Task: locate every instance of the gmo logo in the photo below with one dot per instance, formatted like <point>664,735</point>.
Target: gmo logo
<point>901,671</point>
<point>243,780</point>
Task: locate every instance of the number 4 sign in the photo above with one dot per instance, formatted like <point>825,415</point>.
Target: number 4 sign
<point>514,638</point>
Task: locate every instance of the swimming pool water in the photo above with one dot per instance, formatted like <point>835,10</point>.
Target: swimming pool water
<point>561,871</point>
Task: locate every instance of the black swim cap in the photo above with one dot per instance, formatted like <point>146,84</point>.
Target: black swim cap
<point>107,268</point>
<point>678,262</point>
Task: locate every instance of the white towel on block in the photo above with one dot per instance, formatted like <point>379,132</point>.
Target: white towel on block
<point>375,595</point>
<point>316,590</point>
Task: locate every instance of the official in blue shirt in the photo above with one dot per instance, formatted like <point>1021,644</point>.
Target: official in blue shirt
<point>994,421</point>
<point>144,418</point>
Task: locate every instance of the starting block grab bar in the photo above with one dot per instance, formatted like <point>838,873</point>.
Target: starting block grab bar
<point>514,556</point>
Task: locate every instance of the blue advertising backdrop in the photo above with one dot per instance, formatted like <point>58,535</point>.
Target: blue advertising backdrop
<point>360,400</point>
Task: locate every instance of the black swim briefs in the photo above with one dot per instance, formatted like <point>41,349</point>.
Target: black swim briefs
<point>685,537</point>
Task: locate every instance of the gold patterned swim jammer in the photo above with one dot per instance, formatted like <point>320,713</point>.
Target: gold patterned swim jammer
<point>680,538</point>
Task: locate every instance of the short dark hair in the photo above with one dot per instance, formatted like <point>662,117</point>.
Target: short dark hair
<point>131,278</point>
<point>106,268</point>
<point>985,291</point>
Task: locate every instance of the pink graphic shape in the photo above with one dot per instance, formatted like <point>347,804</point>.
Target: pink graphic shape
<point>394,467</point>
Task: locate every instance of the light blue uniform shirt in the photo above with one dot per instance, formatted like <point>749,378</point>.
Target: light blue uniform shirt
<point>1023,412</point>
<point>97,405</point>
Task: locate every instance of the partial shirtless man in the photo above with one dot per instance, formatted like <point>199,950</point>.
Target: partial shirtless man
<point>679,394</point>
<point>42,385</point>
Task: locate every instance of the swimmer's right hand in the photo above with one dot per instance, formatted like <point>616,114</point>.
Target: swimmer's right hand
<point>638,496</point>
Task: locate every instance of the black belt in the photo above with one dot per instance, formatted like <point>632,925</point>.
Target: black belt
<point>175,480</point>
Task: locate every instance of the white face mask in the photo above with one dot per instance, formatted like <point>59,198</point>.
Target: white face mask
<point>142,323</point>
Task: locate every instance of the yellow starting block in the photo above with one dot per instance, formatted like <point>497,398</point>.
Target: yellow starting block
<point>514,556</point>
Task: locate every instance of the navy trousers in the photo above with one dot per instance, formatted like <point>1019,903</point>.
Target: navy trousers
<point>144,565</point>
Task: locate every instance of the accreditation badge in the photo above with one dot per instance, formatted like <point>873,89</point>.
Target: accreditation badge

STATED GOAL: Present the lines starting at the one containing "Task: locate every instance of the white face" and ending at the last line above as a numbered list, omitting any blank lines.

RESPONSE TO THE EXERCISE:
1. Task: locate every instance of the white face mask in the photo above with one dot per instance, formatted like <point>59,198</point>.
2. Target: white face mask
3. <point>142,323</point>
4. Task: locate every instance of the yellow starting block in the photo above with one dot per instance, formatted like <point>497,398</point>.
5. Target: yellow starting block
6. <point>514,556</point>
7. Task: locate every instance of the navy trousers in the photo above with one dot per instance, formatted like <point>1019,903</point>.
8. Target: navy trousers
9. <point>144,565</point>
10. Task: locate every instance of the accreditation badge in the photo above with one dot per instance, formatted like <point>873,89</point>.
11. Target: accreditation badge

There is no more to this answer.